WHAT THE TASK REQUIRES: Your output must consist solely of the lines from the one containing "Phrase: tile floor" through the end of the records, reproduced exactly.

>> START

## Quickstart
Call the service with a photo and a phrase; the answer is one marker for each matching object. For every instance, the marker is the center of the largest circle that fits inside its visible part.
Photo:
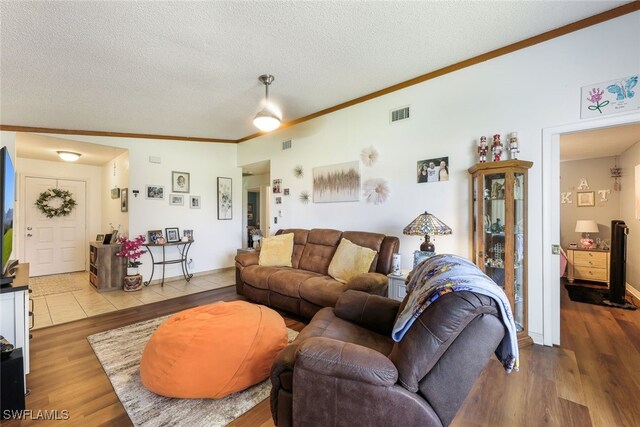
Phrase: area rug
(49, 285)
(119, 351)
(593, 296)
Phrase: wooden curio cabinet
(499, 212)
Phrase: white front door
(54, 245)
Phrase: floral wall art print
(337, 183)
(614, 96)
(225, 208)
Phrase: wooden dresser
(106, 270)
(587, 264)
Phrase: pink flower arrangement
(131, 250)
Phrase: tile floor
(69, 306)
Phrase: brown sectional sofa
(306, 287)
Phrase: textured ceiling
(191, 68)
(42, 147)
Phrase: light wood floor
(592, 379)
(85, 301)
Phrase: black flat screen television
(7, 204)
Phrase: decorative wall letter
(583, 184)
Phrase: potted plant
(132, 252)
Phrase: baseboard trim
(633, 291)
(537, 338)
(181, 277)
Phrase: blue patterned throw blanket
(442, 274)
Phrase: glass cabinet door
(494, 209)
(499, 192)
(519, 259)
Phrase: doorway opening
(256, 183)
(551, 213)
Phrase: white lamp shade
(586, 226)
(266, 121)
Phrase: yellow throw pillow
(350, 260)
(276, 251)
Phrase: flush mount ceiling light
(68, 156)
(266, 120)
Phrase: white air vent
(400, 114)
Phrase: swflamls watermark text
(40, 414)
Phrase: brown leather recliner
(306, 287)
(345, 370)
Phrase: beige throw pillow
(350, 260)
(276, 251)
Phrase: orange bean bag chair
(213, 350)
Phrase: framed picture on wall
(124, 200)
(433, 170)
(154, 192)
(176, 199)
(194, 202)
(225, 204)
(586, 199)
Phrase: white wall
(628, 161)
(525, 91)
(111, 213)
(216, 241)
(60, 170)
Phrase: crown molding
(522, 44)
(111, 134)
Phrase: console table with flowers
(183, 251)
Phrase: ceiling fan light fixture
(68, 156)
(266, 120)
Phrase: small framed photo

>> END

FINISHED EXERCISE:
Phrase: tile floor
(69, 306)
Phrase: brown sectional sofa
(306, 287)
Phrase: textured ceiling
(191, 68)
(42, 147)
Phrase: light wood floor
(592, 379)
(85, 301)
Phrase: black flat screen television
(7, 204)
Phrase: decorative wall letter
(583, 184)
Phrase: potted plant
(132, 252)
Phrase: baseboard trim
(633, 291)
(537, 338)
(181, 277)
Phrase: blue patterned throw blanket
(442, 274)
Phrase: glass cabinet door
(494, 209)
(499, 192)
(519, 259)
Phrase: doorway opening
(256, 183)
(551, 213)
Phrase: white lamp shade
(586, 226)
(266, 121)
Phrase: yellow throw pillow
(350, 260)
(276, 251)
Phrase: flush mount ceiling light
(68, 156)
(266, 120)
Phrase: white air vent
(400, 114)
Phrase: swflamls watermark text
(40, 414)
Phrase: brown leather recliner
(306, 287)
(345, 370)
Phrase: beige throw pillow
(350, 260)
(276, 251)
Phrase: orange bean bag chair
(213, 350)
Phrase: framed picture on wall
(124, 200)
(433, 170)
(154, 192)
(176, 199)
(194, 202)
(225, 204)
(586, 199)
Phrase: white wall
(628, 161)
(525, 91)
(111, 213)
(216, 241)
(60, 170)
Phrase: crown molding
(522, 44)
(111, 134)
Phrase: console table with flowers
(183, 251)
Phrase: ceiling fan light fixture
(68, 156)
(266, 120)
Phrase: small framed photo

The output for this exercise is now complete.